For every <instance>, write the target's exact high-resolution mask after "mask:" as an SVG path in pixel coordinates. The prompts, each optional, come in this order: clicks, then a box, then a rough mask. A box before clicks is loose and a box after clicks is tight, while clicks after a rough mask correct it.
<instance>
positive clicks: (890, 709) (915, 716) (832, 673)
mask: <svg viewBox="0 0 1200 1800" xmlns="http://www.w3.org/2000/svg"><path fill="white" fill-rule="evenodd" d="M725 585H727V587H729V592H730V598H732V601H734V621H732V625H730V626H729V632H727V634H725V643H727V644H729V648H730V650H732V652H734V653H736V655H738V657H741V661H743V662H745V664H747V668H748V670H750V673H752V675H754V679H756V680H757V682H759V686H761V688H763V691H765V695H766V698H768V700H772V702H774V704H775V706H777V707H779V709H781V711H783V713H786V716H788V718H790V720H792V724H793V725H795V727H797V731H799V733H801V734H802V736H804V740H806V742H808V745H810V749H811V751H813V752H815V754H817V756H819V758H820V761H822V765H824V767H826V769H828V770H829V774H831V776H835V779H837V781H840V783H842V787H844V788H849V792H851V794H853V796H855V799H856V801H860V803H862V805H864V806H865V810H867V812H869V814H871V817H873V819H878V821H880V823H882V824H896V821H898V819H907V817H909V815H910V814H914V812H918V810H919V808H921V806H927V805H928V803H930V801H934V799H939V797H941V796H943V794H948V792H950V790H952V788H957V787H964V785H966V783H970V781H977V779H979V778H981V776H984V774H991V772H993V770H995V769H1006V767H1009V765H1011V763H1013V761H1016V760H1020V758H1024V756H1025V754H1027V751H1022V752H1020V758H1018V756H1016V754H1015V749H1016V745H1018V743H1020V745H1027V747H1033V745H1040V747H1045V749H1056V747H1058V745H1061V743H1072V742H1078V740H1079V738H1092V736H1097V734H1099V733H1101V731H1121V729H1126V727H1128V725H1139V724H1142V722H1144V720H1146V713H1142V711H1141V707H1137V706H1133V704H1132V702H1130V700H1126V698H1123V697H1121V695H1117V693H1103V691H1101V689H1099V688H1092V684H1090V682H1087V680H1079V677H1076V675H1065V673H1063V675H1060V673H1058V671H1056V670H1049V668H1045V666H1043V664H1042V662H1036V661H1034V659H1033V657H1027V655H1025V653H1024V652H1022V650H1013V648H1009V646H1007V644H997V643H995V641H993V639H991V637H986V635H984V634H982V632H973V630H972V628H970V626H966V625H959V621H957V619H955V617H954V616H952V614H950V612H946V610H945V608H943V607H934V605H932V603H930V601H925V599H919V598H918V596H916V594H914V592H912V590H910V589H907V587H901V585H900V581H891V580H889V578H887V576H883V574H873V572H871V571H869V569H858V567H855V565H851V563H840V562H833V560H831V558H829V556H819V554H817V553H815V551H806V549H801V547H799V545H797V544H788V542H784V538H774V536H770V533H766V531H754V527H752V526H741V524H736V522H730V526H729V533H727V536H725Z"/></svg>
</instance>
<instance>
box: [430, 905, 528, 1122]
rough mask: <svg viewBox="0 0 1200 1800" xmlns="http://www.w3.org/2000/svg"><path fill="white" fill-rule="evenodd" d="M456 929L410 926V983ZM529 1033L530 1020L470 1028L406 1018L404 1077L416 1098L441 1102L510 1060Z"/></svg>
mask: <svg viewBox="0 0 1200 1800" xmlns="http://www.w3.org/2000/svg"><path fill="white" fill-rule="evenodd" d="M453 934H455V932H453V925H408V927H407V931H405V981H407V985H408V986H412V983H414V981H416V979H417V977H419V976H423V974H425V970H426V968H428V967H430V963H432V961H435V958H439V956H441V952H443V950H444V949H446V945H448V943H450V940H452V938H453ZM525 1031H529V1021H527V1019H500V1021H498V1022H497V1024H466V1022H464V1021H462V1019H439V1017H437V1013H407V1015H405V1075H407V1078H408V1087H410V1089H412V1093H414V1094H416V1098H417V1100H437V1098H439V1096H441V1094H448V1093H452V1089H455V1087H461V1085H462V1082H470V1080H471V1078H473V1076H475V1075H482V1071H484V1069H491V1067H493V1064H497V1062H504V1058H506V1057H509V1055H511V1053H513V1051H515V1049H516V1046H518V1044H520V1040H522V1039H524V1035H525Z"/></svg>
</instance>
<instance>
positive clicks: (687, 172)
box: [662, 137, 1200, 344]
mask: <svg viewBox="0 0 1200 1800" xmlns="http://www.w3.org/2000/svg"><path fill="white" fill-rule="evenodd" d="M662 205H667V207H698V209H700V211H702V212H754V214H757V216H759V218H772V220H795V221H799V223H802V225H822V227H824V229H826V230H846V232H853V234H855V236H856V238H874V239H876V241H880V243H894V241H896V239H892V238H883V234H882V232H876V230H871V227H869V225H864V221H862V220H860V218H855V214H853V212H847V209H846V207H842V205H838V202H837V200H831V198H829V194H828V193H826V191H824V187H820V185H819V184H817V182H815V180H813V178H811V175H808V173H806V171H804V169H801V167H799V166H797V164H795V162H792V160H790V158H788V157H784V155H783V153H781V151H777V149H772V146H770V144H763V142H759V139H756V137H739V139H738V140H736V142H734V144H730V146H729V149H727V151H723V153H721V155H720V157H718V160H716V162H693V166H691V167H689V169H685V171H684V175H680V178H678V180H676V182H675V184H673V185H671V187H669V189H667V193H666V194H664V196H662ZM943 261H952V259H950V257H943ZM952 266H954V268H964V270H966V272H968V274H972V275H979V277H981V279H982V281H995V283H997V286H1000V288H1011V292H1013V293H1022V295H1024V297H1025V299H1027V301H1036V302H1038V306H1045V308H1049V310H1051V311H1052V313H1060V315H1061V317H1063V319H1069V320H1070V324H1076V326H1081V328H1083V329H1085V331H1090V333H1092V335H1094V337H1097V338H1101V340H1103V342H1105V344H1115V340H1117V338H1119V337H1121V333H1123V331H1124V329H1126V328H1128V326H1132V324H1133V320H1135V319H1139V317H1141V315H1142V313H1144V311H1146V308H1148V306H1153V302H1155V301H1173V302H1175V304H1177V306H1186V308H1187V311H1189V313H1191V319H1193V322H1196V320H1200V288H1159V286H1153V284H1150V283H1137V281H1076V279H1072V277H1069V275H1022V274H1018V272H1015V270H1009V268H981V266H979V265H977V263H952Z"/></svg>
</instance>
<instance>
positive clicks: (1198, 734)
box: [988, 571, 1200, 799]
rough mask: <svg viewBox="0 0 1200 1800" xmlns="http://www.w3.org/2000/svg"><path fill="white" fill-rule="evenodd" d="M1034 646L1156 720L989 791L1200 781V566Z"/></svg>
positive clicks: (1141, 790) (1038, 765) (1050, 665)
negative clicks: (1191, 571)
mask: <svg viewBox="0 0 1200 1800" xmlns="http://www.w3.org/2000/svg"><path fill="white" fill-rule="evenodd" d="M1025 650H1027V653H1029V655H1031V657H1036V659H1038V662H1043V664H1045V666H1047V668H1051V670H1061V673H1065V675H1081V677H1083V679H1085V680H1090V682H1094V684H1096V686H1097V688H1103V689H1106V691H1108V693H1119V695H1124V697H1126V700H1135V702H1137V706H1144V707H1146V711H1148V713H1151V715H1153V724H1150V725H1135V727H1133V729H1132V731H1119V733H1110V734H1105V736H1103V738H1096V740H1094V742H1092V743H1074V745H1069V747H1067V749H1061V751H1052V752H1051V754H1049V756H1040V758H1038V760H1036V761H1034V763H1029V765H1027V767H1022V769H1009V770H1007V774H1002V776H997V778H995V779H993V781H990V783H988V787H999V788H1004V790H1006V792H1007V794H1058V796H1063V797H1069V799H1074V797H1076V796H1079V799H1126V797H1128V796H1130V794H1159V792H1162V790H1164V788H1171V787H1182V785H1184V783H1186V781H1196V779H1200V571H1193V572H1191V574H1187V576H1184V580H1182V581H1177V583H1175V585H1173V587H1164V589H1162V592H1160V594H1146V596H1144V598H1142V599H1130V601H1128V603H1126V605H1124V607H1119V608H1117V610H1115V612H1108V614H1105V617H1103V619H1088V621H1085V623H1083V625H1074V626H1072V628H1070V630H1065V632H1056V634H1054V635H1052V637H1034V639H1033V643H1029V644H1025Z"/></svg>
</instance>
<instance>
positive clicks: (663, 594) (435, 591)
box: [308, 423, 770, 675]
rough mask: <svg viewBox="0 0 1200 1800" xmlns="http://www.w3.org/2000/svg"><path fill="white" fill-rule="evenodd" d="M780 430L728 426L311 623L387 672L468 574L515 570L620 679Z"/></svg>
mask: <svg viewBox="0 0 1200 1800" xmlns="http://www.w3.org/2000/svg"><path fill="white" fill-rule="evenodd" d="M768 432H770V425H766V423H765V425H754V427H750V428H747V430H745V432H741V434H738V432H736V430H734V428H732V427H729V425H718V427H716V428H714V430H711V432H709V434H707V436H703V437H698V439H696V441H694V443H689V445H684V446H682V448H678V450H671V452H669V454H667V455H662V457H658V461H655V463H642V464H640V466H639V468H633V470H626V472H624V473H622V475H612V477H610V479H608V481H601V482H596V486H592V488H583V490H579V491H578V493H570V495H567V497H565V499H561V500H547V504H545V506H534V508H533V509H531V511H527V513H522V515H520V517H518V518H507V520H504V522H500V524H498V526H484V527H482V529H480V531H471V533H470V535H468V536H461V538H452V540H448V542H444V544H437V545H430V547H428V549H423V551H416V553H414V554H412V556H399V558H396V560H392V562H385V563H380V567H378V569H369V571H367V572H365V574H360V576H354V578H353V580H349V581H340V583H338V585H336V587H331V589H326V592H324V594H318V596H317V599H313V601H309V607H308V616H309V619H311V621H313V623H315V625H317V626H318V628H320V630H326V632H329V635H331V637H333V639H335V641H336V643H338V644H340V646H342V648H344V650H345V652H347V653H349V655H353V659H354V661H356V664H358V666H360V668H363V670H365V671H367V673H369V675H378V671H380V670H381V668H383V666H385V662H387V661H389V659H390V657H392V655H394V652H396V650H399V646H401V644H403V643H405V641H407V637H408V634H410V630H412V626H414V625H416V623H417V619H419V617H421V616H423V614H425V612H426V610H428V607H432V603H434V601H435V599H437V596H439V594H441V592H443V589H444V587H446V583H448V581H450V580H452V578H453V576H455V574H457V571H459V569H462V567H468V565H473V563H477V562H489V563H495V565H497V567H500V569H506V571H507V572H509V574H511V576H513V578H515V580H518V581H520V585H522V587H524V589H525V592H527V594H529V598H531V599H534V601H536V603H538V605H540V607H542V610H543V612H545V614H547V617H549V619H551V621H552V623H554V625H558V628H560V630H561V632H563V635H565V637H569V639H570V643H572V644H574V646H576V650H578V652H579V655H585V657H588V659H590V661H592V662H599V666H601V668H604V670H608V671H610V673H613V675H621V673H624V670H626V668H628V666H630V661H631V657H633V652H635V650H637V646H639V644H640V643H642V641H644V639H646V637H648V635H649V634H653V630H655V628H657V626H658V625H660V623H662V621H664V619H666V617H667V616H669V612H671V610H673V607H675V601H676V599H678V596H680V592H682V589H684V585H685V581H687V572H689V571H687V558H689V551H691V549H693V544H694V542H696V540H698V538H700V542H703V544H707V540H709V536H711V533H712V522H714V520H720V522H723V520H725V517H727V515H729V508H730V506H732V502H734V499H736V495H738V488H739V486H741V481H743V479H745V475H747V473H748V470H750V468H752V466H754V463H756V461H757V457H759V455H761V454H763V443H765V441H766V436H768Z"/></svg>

• DIRECTIVE: Pull out every line of the entries above that contains the string "clicks". Case counts.

• RESPONSE TO THE TASK:
For every <instance>, write the target's exact high-resolution mask after "mask:" as an SVG path in pixel coordinates. The prompts, each optional, come in this order: clicks, then a box, then a rough mask. A box before clicks is loose and a box after clicks is tight, while clicks after a rough mask correct it.
positive clicks: (890, 709) (915, 716) (832, 673)
positive clicks: (687, 172)
positive clicks: (1198, 734)
positive clicks: (1141, 790) (1038, 765) (1050, 665)
negative clicks: (1191, 571)
positive clicks: (663, 594) (435, 591)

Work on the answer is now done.